やること: 下に示すシリア空軍基地攻撃についての抜粋のうち、「通商交渉でも「百日計画」の策」から「掛けている写真が配布された。」までの部分を一字も変えずに書き写すこと。

59発撃って命中は僅か23発。滑走路には被害が殆どなく、翌日からIS空爆にシリア空軍は飛び立っている。
つまりシリア空軍基地に壊滅的打撃をあたえてはいない。
しかし、軍事的成果より、政治的効果は激甚であった。
中国首脳との夕食会最中にミサイル発射を習近平につたえ、マティス国防長官が具体的に説明した。だから反論の時間的余裕も、いやその準備もなかった中国側はそそくさと宿舎に引き上げた。
通商交渉でも「百日計画」の策定を呑まされ、南シナ海で国際秩序を護れと言われ、いったいどこに訪米の成果があるのか、習近平は帰国後、鼎の軽重を問われることになるだろう。
夕食会直前に政権の最終意思決定は、トランプの別荘でなされ、テレビ中継でホワイトホウスのオペレーションルームのペンス副大統領と繋がった。
会議にはティラーソン国務、ロス商務、ムニューチン財務、大統領補佐官と顧問四名が居並び、シリア空軍基地襲撃が決まった。バノン上級顧問が隅っこのイスに腰掛けている写真が配布された。
問題は、このタイミングの選び方、まさに中国の反応ぶりをリトマス試験紙のように試したのではないのか。

[出典記録]
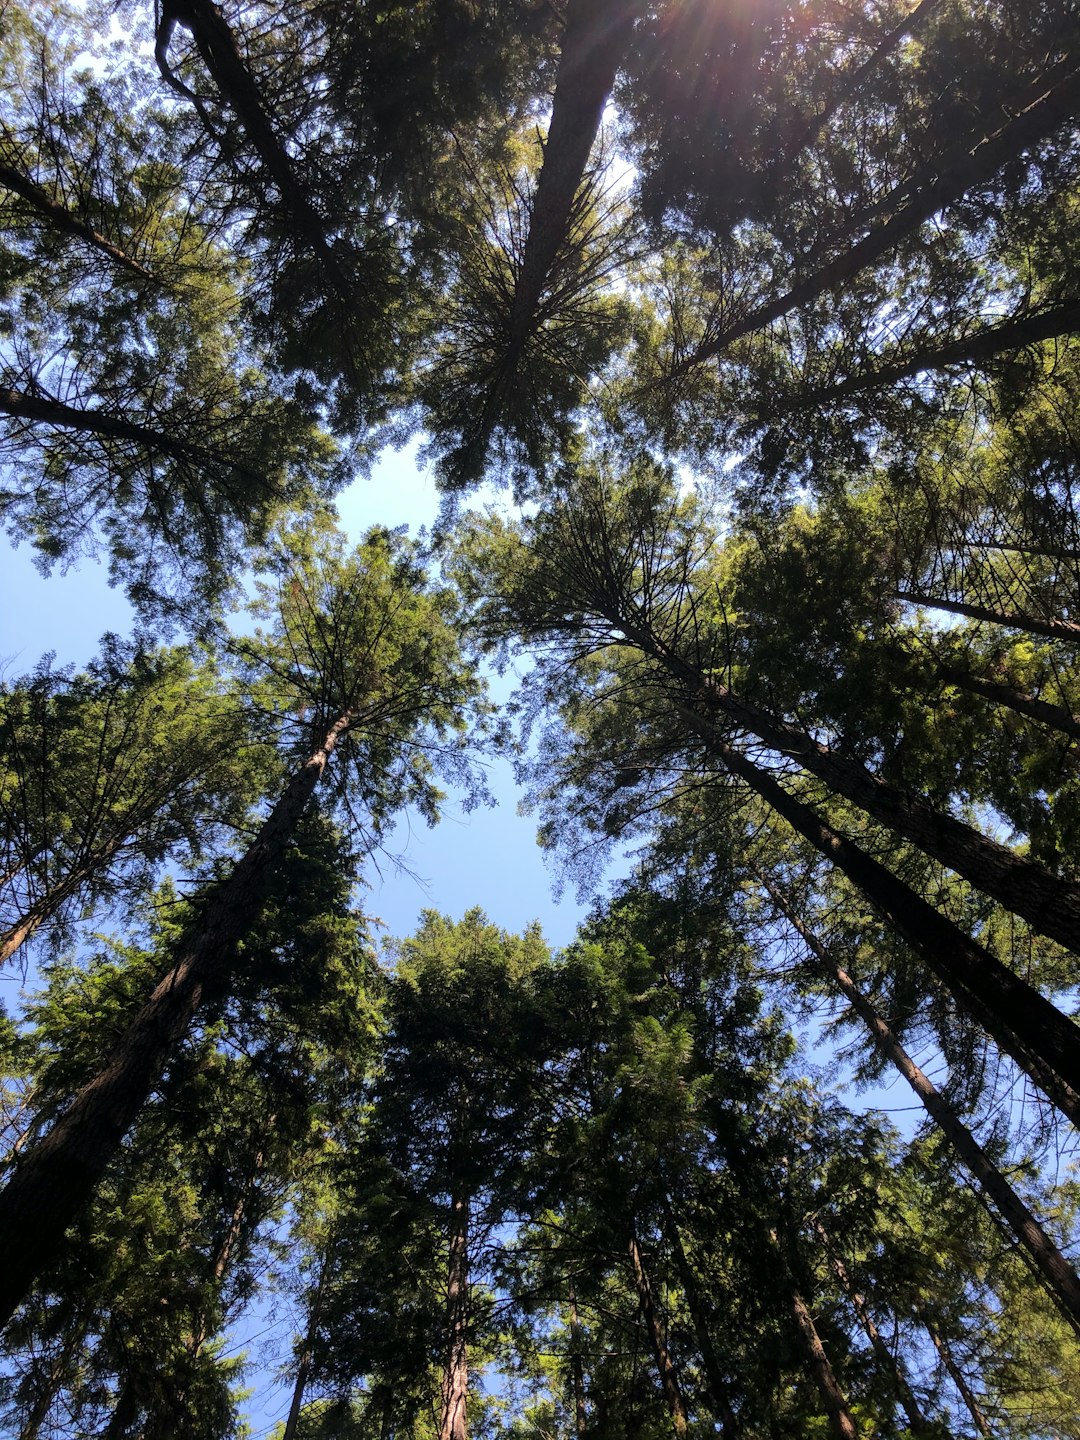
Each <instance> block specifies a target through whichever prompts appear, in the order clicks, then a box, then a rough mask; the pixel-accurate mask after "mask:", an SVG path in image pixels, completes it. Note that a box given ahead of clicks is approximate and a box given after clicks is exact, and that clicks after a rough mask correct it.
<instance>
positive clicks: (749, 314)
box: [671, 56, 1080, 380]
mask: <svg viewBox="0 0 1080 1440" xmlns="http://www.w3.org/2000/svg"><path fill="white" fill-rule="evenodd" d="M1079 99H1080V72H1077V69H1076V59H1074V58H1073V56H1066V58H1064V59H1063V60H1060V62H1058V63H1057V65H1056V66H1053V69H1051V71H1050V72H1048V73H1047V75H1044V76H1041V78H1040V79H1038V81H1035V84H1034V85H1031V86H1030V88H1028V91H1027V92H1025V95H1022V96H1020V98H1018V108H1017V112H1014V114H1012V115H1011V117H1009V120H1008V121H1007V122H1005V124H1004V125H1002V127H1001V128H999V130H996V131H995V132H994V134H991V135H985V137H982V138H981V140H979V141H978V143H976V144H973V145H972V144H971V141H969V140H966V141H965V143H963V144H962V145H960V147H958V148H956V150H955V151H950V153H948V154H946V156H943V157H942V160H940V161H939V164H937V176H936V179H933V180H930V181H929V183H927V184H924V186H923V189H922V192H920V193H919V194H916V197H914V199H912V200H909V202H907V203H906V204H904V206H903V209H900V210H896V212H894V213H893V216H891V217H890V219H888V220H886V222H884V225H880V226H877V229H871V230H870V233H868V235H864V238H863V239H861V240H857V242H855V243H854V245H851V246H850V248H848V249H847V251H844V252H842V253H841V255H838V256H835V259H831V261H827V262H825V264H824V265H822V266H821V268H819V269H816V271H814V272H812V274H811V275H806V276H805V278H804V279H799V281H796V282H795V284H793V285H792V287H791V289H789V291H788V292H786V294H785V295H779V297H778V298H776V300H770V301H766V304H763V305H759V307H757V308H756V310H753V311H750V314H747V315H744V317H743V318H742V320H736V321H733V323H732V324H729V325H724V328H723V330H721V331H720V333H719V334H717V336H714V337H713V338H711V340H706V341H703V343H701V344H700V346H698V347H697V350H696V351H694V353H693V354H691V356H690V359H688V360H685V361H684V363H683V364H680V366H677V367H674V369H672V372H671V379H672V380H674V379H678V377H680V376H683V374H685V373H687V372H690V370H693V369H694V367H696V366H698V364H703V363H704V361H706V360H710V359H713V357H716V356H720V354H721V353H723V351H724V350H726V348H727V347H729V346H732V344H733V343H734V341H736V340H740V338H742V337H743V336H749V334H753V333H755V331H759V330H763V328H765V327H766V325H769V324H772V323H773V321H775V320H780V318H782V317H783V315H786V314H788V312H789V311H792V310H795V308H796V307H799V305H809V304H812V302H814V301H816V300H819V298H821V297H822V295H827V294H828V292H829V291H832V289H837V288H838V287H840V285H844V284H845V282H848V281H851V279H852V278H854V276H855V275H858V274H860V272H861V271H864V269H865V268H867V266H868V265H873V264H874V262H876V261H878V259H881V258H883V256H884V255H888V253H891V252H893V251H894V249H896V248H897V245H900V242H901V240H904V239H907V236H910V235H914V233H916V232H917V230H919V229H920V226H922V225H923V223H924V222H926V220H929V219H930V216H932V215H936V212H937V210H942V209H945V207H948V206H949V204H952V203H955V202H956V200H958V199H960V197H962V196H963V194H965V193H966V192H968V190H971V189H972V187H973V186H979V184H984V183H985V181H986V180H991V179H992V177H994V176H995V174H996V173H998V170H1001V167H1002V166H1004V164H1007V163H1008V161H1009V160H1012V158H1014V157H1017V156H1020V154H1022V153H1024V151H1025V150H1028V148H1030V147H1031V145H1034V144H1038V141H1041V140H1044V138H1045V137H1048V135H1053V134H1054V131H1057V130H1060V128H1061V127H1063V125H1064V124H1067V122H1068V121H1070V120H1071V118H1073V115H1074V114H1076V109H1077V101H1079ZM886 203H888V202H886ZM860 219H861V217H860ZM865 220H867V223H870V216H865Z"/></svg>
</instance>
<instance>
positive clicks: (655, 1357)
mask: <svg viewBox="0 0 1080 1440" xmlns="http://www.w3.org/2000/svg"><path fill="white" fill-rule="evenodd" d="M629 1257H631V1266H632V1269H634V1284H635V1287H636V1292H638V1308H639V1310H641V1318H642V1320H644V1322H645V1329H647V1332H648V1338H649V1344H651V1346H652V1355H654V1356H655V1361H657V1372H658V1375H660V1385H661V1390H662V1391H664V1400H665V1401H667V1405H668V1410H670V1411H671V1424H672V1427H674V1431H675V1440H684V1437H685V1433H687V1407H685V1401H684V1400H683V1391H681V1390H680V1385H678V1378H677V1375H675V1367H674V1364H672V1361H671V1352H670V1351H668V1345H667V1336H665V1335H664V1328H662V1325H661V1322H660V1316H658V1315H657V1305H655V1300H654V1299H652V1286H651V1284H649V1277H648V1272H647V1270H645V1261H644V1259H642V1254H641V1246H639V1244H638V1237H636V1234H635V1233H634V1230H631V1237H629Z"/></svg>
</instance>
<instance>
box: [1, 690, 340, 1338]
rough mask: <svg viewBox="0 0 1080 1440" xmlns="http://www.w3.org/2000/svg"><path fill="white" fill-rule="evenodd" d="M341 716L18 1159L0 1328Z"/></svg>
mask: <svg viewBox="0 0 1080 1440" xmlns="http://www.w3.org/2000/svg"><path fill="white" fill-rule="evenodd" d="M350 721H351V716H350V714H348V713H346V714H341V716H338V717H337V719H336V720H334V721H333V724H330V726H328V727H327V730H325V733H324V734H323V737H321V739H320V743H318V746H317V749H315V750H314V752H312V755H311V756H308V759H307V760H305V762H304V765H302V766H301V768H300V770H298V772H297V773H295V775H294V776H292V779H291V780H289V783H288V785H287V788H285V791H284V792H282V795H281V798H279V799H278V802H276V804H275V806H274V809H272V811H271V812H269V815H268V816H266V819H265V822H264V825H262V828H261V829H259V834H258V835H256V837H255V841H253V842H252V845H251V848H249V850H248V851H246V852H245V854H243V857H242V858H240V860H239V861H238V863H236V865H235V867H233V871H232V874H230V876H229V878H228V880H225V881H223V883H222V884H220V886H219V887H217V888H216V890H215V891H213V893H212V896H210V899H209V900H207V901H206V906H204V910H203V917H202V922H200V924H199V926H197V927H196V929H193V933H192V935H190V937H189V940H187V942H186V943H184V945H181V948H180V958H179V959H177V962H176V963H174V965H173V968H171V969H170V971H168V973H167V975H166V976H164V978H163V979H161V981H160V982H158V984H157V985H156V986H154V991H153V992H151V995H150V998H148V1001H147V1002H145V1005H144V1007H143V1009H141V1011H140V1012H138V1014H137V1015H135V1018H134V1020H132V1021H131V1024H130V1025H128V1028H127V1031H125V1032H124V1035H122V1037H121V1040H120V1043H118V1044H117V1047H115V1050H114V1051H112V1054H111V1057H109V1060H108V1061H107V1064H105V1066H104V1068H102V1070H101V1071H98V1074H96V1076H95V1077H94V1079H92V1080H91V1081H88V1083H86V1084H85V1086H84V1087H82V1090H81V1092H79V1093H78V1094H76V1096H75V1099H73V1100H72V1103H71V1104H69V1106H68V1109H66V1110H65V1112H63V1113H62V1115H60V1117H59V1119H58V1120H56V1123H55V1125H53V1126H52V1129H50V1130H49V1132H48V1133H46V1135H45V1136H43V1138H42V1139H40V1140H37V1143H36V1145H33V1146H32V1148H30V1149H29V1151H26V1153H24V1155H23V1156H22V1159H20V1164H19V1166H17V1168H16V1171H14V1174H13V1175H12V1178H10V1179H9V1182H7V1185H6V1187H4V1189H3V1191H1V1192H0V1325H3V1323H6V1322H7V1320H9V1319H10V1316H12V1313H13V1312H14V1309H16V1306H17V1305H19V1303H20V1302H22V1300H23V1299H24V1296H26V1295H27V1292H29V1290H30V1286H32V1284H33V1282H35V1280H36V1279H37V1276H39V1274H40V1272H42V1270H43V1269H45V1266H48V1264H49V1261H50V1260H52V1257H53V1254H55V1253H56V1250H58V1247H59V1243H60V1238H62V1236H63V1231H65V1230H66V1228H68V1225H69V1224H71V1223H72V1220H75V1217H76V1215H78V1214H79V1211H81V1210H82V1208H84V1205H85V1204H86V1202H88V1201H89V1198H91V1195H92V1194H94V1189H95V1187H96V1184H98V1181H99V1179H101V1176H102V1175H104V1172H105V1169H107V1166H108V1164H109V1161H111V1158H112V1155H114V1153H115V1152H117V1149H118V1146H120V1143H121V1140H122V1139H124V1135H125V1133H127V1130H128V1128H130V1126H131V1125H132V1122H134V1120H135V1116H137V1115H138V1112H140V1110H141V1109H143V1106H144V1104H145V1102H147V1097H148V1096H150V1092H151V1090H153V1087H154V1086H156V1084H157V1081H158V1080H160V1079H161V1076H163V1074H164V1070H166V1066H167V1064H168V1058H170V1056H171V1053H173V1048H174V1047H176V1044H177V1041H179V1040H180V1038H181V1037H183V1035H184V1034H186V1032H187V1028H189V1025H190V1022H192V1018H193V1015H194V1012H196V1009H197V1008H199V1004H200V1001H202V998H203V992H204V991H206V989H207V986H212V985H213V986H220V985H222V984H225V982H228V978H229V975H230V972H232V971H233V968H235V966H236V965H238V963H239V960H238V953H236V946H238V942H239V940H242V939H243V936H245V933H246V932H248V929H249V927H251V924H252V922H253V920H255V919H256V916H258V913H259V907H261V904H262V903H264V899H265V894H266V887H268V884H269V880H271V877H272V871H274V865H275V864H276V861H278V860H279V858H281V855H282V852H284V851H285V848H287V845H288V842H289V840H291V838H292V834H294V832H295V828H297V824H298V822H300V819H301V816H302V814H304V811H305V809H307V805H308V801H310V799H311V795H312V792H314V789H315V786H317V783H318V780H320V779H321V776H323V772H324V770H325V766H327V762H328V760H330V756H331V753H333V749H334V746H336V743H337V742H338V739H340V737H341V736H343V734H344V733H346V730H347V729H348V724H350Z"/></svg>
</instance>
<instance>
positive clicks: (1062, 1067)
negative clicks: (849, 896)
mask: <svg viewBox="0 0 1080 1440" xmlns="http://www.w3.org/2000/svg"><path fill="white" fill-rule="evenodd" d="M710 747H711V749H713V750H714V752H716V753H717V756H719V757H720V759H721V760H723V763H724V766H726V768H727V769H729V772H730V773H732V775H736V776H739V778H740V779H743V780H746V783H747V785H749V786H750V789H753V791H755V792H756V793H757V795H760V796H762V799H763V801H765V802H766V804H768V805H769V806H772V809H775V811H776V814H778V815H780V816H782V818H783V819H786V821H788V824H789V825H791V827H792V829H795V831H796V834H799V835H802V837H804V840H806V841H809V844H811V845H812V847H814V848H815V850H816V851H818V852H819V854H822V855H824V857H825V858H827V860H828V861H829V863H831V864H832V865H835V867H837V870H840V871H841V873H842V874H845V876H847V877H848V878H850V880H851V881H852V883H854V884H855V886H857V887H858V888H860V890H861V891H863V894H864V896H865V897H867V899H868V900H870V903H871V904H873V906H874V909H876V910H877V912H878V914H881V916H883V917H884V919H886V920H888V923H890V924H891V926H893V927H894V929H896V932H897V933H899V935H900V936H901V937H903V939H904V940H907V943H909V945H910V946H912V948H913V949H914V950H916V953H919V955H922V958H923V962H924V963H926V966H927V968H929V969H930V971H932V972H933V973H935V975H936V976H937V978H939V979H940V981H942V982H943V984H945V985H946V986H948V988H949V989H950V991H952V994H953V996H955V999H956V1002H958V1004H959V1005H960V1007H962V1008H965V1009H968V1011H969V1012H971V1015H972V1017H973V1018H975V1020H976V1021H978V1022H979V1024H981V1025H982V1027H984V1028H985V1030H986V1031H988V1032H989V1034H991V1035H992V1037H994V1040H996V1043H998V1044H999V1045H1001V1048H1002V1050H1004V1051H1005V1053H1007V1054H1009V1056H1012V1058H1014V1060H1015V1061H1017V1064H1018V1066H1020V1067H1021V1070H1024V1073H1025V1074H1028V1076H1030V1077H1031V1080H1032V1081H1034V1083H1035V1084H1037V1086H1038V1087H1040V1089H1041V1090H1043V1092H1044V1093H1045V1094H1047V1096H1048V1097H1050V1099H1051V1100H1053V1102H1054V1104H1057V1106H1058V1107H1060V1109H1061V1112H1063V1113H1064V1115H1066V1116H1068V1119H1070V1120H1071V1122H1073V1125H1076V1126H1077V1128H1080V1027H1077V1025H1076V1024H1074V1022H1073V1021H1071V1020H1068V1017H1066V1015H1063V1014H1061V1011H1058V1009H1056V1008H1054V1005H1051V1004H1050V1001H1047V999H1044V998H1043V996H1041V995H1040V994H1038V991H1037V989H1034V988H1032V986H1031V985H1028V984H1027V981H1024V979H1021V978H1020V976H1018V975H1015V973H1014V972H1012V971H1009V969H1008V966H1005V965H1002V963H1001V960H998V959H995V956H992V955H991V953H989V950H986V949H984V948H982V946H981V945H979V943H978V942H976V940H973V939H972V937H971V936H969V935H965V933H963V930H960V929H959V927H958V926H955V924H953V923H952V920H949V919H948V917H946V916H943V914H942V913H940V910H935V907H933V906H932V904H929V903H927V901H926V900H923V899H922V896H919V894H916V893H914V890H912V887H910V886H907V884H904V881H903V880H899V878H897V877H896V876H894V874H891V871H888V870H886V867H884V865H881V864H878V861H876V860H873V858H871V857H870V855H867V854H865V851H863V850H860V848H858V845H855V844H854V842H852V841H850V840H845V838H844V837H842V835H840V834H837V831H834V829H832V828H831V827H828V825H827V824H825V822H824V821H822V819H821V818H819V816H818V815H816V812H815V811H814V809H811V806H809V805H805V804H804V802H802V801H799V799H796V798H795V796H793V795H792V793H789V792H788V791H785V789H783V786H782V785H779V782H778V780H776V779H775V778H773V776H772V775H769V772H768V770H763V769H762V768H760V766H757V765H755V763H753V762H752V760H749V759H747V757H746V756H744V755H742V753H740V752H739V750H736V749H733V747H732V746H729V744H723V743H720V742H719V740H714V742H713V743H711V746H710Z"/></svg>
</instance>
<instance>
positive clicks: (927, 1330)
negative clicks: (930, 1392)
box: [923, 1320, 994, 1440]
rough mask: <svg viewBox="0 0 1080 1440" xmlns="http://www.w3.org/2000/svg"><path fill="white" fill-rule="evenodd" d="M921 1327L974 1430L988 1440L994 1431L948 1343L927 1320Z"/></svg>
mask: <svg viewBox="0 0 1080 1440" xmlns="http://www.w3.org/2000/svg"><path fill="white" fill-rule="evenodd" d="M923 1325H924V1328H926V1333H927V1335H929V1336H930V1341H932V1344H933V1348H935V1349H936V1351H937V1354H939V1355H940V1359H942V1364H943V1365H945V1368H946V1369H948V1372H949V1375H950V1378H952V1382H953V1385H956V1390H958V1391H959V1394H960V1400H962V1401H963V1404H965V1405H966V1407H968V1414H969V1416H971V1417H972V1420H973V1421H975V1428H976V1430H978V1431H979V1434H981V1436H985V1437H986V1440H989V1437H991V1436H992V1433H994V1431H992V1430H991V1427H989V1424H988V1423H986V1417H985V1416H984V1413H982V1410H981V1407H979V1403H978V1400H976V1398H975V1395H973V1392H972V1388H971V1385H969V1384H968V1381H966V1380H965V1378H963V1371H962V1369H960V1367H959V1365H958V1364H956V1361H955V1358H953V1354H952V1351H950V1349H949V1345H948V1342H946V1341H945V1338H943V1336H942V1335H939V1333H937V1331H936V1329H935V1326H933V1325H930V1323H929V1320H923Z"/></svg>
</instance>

---

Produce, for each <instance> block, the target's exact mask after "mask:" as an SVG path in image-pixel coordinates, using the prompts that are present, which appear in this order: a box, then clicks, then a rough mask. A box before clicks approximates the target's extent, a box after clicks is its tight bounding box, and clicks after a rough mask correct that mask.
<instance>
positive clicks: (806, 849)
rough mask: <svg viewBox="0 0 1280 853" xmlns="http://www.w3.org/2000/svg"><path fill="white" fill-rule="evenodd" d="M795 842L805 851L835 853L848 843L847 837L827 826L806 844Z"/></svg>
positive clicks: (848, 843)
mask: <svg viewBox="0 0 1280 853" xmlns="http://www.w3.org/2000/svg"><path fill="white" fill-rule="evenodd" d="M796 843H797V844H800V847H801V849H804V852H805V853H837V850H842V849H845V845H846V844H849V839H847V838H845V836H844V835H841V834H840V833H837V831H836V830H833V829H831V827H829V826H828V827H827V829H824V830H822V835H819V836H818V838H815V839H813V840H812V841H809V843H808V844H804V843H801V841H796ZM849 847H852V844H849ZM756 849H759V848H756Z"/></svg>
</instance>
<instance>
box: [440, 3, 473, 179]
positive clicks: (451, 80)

---

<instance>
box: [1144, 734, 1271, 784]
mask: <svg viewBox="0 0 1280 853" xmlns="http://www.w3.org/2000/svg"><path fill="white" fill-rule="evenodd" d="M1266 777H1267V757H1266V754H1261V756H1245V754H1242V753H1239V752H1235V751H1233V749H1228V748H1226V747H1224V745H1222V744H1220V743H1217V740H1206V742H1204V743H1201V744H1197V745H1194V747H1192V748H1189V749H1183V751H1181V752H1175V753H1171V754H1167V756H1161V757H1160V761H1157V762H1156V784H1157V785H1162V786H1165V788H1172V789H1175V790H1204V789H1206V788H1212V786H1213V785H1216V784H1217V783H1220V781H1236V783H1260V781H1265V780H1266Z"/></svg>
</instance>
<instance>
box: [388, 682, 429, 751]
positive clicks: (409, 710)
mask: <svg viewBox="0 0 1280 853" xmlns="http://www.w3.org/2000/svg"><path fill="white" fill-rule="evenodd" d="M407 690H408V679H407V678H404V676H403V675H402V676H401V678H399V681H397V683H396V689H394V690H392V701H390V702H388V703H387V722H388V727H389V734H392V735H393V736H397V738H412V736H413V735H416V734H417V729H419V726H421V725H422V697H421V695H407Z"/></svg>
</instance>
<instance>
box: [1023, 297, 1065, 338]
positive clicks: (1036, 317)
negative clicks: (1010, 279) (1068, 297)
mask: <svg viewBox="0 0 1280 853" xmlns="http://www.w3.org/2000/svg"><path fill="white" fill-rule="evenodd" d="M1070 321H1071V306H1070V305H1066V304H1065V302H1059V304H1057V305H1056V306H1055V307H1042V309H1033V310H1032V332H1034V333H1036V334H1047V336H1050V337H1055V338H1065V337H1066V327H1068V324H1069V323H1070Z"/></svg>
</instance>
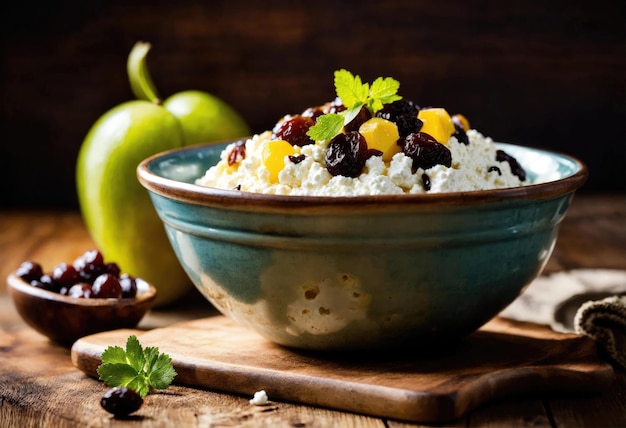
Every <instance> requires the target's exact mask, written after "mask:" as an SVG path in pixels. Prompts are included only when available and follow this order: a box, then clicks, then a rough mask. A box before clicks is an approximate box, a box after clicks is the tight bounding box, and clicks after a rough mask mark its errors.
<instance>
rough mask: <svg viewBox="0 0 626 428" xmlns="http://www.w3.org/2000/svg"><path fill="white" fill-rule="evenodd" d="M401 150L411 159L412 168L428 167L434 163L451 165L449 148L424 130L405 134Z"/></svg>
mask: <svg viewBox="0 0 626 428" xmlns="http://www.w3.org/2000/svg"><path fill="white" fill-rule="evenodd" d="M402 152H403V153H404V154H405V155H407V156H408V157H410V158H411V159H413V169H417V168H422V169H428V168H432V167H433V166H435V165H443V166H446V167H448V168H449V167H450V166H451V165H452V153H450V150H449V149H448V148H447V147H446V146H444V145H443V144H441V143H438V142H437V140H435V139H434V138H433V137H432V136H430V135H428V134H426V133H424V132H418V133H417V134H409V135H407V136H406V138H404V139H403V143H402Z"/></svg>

解答欄:
通商交渉でも「百日計画」の策定を呑まされ、南シナ海で国際秩序を護れと言われ、いったいどこに訪米の成果があるのか、習近平は帰国後、鼎の軽重を問われることになるだろう。
夕食会直前に政権の最終意思決定は、トランプの別荘でなされ、テレビ中継でホワイトホウスのオペレーションルームのペンス副大統領と繋がった。
会議にはティラーソン国務、ロス商務、ムニューチン財務、大統領補佐官と顧問四名が居並び、シリア空軍基地襲撃が決まった。バノン上級顧問が隅っこのイスに腰掛けている写真が配布された。